> _Exercise description_: From the account of the show below, extract the stretch from "4onthefloor came out." through "him right away.", word for word.

> _Page text_:
* * *

I was iffy about the show at first. It was mostly over; I’d missed the Heartpills and most of Crankshaft. Through the front window I could see the gray cash-box lying on a table. Behind it was an antsy looking gentleman, twisting uncomfortably on his stool, trying to get a look at what was going on behind him while keeping his body facing the door. So the show wasn’t free and they were still charging despite it being well over half done. I only had six bucks on me (is it just me or does “bucks” sound a lot better following cash amounts in multiples of five? Or is that crazy talk? ) so I knew even if I could swing the cover I wouldn’t be able to buy a drink and that would SUCK(!)

I was about to turn around when a tall fella with bulging eyes met my gaze and said “hey” with a kind of inflection on the end that suggested there were more words coming.The salutation kind of hung there and I squinted at him, thinking maybe I knew him and the pause was him awaiting recognition. I was a little out of sorts due to some of the previous days’ indulgences (raiding of various chemical stockpiles, all that) but I guessed after a few moments I did not know him and he was just being friendly so I smiled and asked him what the show cost, he told me $5, I grunted, he vouched for the band, and I went in (hangovers and comedowns leave me precarious and suggestible.) I was a bit on edge so, with the distant chiming of hallucinatory paranoia ringing in my ears, I opted for a seat slightly out of the way, towards the back. I settled in for a show.

4onthefloor came out. I thought the lead singer looked a little like a slacker rabbi, not just because he had an awesome beard and long curly hair that was trimmed just above his brow, but also because the little bald spot at the very top off his head looked like a peach colored yarmulka. I say slacker just because he was wearing a tee-shirt and blue jeans, which would seem non-typical Rabbi regalia given the seriousness of the office as I understand it, but really such a characterization is most likely archaic and narrow minded, and anyway why shouldn’t a rabbi dress comfortably? Anyway, he quoted some Amateur Love into the mic as a mini-sound check so I liked him right away.

* * *

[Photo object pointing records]

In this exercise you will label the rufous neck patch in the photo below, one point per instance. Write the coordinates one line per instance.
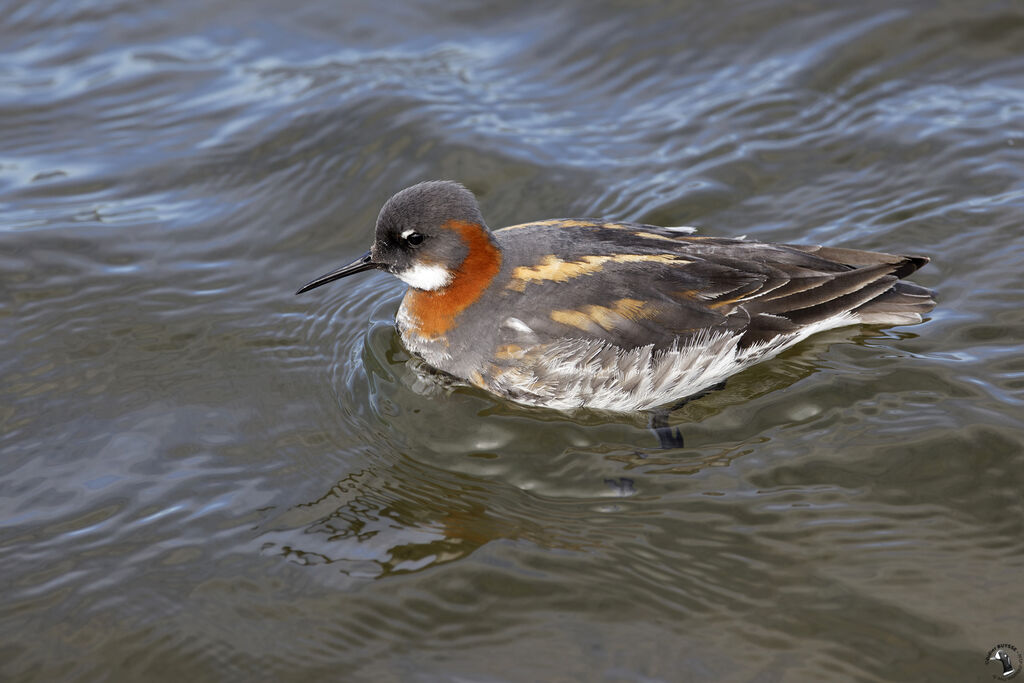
(433, 312)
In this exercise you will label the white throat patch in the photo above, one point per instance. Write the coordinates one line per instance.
(423, 276)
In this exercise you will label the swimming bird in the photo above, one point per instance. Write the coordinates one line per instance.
(580, 312)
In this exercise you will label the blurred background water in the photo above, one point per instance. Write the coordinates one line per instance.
(204, 476)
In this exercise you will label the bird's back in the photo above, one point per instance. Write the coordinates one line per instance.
(627, 316)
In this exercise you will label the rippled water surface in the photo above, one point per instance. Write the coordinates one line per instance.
(205, 477)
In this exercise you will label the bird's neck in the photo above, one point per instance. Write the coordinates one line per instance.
(432, 312)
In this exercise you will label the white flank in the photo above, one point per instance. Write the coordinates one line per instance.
(580, 373)
(424, 276)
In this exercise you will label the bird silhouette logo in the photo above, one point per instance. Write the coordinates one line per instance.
(1010, 659)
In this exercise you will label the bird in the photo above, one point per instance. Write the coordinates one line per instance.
(571, 313)
(1008, 668)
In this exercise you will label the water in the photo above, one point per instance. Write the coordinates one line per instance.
(205, 476)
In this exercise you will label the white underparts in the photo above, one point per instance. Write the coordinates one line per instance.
(589, 373)
(425, 276)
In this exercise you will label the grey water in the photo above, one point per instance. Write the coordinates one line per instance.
(205, 477)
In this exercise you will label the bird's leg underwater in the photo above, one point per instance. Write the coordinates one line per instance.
(668, 436)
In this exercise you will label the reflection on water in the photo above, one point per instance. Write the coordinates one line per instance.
(207, 478)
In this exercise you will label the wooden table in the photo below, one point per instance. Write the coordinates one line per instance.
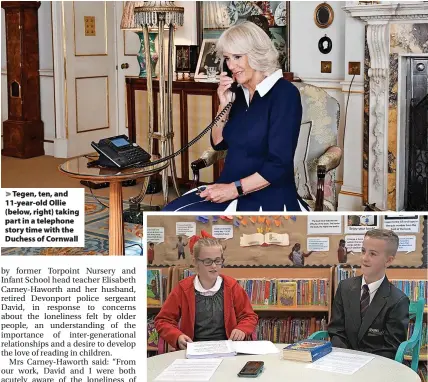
(77, 168)
(379, 369)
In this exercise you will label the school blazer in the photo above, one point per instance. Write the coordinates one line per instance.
(384, 325)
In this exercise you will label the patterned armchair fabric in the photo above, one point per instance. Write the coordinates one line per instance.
(322, 112)
(317, 145)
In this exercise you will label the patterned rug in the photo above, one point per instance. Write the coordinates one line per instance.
(96, 235)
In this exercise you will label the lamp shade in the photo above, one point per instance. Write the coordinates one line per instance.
(128, 19)
(150, 12)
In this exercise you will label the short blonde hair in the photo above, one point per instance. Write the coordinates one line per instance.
(387, 235)
(206, 242)
(249, 39)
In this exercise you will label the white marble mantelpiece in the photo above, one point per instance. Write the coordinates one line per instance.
(378, 18)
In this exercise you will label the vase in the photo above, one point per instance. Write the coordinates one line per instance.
(141, 56)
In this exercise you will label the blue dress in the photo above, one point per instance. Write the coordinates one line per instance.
(260, 137)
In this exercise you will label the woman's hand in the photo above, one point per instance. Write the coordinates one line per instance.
(219, 193)
(237, 335)
(182, 341)
(224, 94)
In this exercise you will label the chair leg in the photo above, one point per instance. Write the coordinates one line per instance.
(319, 203)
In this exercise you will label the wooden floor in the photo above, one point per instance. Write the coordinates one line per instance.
(42, 172)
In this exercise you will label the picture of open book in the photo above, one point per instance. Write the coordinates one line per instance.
(270, 238)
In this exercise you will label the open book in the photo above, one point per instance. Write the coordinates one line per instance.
(270, 238)
(218, 349)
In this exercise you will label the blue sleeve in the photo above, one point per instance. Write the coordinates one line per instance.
(285, 117)
(222, 145)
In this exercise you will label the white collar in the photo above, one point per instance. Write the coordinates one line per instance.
(198, 286)
(374, 286)
(263, 87)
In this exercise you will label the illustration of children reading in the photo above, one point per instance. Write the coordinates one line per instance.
(151, 253)
(297, 256)
(180, 248)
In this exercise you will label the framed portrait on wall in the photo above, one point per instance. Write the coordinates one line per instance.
(207, 59)
(214, 17)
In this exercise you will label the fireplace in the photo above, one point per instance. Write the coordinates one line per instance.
(395, 166)
(416, 192)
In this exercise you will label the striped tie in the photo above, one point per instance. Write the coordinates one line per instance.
(365, 300)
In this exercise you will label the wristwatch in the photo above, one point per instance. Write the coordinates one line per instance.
(238, 186)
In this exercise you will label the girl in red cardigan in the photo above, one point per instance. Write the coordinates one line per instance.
(207, 306)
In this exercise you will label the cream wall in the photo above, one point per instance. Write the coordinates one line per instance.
(347, 36)
(46, 74)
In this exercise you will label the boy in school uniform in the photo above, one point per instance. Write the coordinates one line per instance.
(369, 313)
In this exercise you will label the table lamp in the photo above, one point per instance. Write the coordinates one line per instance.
(128, 23)
(161, 15)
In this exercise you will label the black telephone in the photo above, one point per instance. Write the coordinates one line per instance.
(119, 152)
(226, 69)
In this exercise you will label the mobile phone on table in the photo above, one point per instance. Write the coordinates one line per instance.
(252, 369)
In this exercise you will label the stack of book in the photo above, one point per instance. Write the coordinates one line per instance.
(306, 350)
(414, 289)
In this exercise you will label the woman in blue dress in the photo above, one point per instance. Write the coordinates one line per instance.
(260, 133)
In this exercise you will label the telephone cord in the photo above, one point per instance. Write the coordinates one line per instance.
(191, 143)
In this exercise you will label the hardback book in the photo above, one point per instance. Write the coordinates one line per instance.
(287, 293)
(306, 350)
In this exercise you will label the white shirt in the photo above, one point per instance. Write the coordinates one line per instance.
(263, 87)
(373, 287)
(207, 292)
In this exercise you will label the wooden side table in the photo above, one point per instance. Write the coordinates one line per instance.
(78, 168)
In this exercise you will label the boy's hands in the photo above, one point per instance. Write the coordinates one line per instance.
(182, 341)
(237, 335)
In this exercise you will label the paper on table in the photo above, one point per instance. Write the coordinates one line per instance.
(210, 349)
(189, 370)
(255, 347)
(341, 362)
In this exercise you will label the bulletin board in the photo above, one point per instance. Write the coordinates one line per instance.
(276, 236)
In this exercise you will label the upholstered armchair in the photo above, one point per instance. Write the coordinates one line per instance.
(317, 154)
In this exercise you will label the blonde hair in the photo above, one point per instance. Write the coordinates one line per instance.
(206, 242)
(249, 39)
(387, 235)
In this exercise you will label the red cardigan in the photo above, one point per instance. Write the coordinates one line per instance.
(180, 306)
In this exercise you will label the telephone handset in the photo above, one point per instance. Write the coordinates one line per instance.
(118, 152)
(226, 69)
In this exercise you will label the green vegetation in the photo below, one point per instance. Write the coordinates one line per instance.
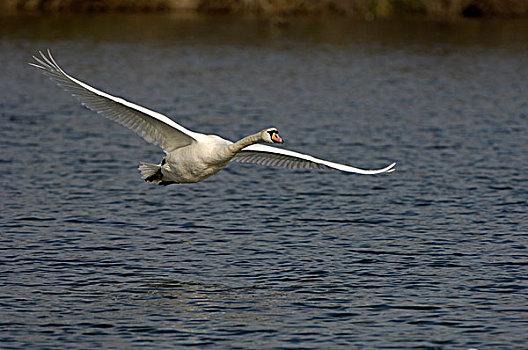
(368, 9)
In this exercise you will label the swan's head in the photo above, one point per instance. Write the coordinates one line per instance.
(271, 135)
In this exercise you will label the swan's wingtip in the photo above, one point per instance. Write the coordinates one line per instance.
(391, 168)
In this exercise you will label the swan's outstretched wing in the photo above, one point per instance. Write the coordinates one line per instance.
(152, 126)
(266, 155)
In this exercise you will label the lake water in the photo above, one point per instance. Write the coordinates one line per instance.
(432, 256)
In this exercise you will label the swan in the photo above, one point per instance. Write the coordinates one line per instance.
(189, 156)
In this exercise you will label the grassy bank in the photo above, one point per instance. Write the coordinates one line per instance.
(439, 9)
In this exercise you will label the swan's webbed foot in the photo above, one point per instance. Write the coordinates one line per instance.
(154, 177)
(166, 183)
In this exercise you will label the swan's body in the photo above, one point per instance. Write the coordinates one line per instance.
(190, 156)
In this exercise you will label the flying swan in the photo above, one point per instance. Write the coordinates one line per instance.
(189, 156)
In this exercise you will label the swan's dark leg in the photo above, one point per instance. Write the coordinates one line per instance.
(157, 176)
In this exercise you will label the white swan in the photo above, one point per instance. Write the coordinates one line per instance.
(190, 156)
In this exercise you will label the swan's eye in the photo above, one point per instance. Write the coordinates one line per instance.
(276, 137)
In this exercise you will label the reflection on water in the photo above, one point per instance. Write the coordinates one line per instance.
(430, 256)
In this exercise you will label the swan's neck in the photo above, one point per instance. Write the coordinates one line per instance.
(246, 141)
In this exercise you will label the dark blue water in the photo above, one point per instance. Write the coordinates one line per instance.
(432, 256)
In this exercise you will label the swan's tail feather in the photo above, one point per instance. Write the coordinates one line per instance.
(151, 173)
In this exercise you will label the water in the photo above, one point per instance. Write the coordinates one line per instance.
(432, 256)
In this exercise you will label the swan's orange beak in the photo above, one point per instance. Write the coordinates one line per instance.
(276, 138)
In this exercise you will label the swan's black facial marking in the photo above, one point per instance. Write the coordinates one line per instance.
(275, 137)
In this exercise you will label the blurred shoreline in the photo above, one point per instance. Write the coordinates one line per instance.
(360, 9)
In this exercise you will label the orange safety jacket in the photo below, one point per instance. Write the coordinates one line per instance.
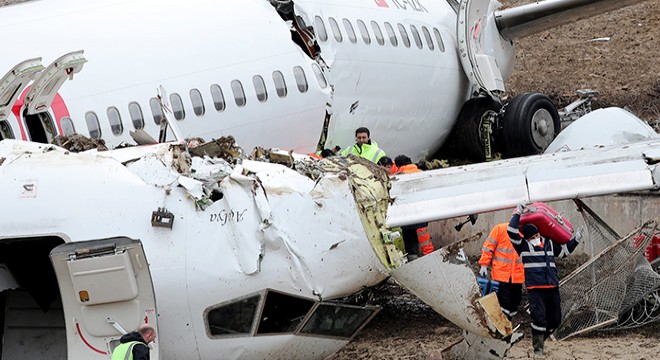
(423, 236)
(506, 264)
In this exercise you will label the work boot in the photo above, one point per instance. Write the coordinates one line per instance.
(537, 343)
(412, 257)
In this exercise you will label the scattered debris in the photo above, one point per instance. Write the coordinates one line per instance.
(78, 143)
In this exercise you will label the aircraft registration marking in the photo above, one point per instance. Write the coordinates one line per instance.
(407, 5)
(224, 217)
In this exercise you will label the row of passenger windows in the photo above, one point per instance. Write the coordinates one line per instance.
(378, 33)
(197, 101)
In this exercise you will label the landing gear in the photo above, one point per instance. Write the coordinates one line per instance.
(530, 123)
(467, 137)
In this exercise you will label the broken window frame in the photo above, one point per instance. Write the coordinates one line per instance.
(438, 38)
(320, 29)
(364, 32)
(218, 97)
(93, 125)
(135, 111)
(404, 35)
(391, 34)
(197, 102)
(320, 77)
(352, 37)
(416, 37)
(301, 79)
(260, 88)
(178, 109)
(114, 120)
(336, 32)
(280, 83)
(378, 33)
(238, 92)
(156, 110)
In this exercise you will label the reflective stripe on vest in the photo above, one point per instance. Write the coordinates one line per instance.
(424, 240)
(124, 351)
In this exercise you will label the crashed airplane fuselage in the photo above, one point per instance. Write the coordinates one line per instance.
(224, 260)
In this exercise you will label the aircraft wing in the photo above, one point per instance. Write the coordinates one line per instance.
(472, 189)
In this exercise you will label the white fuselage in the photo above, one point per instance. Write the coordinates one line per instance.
(407, 92)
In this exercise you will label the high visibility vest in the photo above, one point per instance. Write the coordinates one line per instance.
(370, 152)
(498, 252)
(125, 351)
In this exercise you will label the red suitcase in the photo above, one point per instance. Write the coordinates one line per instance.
(548, 221)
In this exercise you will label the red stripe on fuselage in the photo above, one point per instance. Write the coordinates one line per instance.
(58, 106)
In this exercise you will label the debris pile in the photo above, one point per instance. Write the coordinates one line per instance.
(78, 143)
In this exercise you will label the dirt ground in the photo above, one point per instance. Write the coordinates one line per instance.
(625, 71)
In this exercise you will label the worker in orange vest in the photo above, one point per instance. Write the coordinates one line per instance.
(507, 268)
(416, 235)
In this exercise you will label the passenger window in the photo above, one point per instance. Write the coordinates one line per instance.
(319, 75)
(378, 33)
(335, 29)
(198, 102)
(320, 29)
(349, 30)
(404, 35)
(364, 32)
(427, 36)
(301, 80)
(114, 118)
(156, 111)
(280, 84)
(67, 126)
(438, 39)
(93, 125)
(135, 112)
(418, 39)
(218, 97)
(177, 106)
(7, 133)
(239, 94)
(391, 34)
(234, 318)
(260, 88)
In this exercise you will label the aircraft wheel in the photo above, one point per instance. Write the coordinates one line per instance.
(530, 122)
(467, 132)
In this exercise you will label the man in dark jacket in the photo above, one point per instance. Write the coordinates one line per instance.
(541, 276)
(136, 343)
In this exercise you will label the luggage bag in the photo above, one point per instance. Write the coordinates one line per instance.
(548, 221)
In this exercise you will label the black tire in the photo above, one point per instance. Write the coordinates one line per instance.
(466, 136)
(530, 123)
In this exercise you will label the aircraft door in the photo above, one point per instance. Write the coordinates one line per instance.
(11, 86)
(478, 38)
(106, 290)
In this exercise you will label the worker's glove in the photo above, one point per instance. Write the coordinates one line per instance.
(578, 234)
(483, 272)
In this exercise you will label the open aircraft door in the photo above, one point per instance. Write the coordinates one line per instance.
(11, 86)
(479, 43)
(38, 120)
(106, 290)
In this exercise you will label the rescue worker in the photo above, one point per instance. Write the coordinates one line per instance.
(507, 268)
(364, 146)
(414, 236)
(541, 277)
(135, 345)
(388, 164)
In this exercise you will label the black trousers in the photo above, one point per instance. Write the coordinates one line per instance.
(545, 308)
(510, 296)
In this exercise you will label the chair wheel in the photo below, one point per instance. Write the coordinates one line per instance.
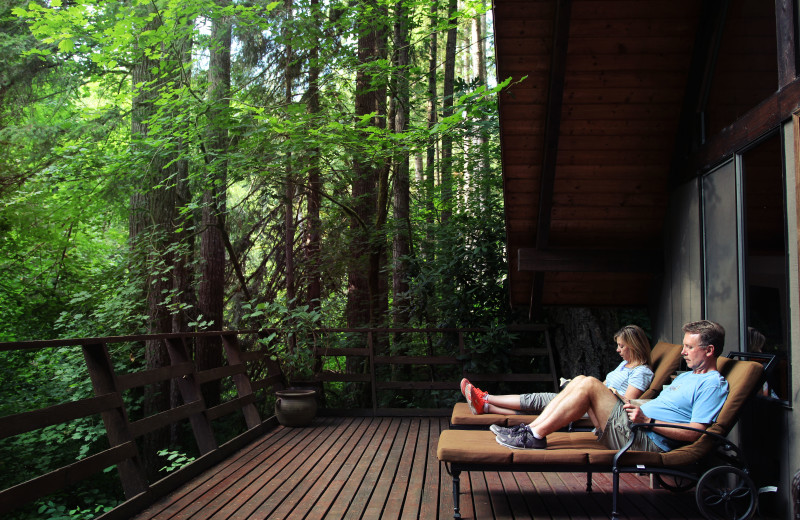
(726, 492)
(674, 483)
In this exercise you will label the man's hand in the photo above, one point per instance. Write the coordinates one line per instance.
(634, 412)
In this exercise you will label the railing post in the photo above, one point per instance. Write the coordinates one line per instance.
(242, 381)
(190, 392)
(101, 373)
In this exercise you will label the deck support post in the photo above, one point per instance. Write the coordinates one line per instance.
(456, 493)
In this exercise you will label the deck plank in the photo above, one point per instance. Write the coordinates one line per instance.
(380, 467)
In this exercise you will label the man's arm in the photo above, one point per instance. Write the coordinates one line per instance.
(635, 415)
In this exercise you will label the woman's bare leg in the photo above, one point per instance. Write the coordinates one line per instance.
(589, 395)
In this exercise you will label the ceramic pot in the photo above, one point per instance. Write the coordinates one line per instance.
(296, 406)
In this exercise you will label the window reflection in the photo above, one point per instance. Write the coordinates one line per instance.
(765, 260)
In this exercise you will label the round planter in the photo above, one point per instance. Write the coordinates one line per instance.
(296, 406)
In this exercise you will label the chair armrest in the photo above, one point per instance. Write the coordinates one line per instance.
(720, 440)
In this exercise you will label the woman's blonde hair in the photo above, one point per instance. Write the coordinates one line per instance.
(636, 339)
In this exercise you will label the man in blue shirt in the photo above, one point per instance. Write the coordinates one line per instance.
(693, 399)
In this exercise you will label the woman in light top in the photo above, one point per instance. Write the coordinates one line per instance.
(628, 381)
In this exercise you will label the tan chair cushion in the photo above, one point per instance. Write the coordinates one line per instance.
(471, 446)
(665, 358)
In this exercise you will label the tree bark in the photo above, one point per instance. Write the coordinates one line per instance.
(212, 242)
(447, 110)
(583, 339)
(363, 297)
(313, 197)
(401, 249)
(152, 232)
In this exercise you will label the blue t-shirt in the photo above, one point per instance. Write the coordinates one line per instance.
(638, 376)
(690, 398)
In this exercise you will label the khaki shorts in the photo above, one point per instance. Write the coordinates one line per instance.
(617, 432)
(535, 402)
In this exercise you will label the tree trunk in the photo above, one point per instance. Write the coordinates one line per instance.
(152, 226)
(313, 197)
(430, 155)
(363, 299)
(583, 339)
(288, 217)
(480, 67)
(401, 196)
(212, 241)
(447, 110)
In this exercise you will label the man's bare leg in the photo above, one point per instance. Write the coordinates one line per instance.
(504, 404)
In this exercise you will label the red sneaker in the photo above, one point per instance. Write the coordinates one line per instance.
(464, 384)
(476, 399)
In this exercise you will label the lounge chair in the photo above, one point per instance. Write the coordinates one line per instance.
(712, 462)
(665, 359)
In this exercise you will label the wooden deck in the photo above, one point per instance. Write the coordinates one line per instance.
(384, 467)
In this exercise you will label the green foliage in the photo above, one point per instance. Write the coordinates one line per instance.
(174, 460)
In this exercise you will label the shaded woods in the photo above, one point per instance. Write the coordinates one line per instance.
(211, 164)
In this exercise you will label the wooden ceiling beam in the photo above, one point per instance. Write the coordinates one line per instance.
(707, 40)
(588, 261)
(552, 129)
(785, 16)
(767, 116)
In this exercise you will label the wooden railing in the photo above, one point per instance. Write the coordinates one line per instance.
(252, 371)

* * *

> _Correct response_:
4onthefloor came out. I thought the lead singer looked a little like a slacker rabbi, not just because he had an awesome beard and long curly hair that was trimmed just above his brow, but also because the little bald spot at the very top off his head looked like a peach colored yarmulka. I say slacker just because he was wearing a tee-shirt and blue jeans, which would seem non-typical Rabbi regalia given the seriousness of the office as I understand it, but really such a characterization is most likely archaic and narrow minded, and anyway why shouldn’t a rabbi dress comfortably? Anyway, he quoted some Amateur Love into the mic as a mini-sound check so I liked him right away.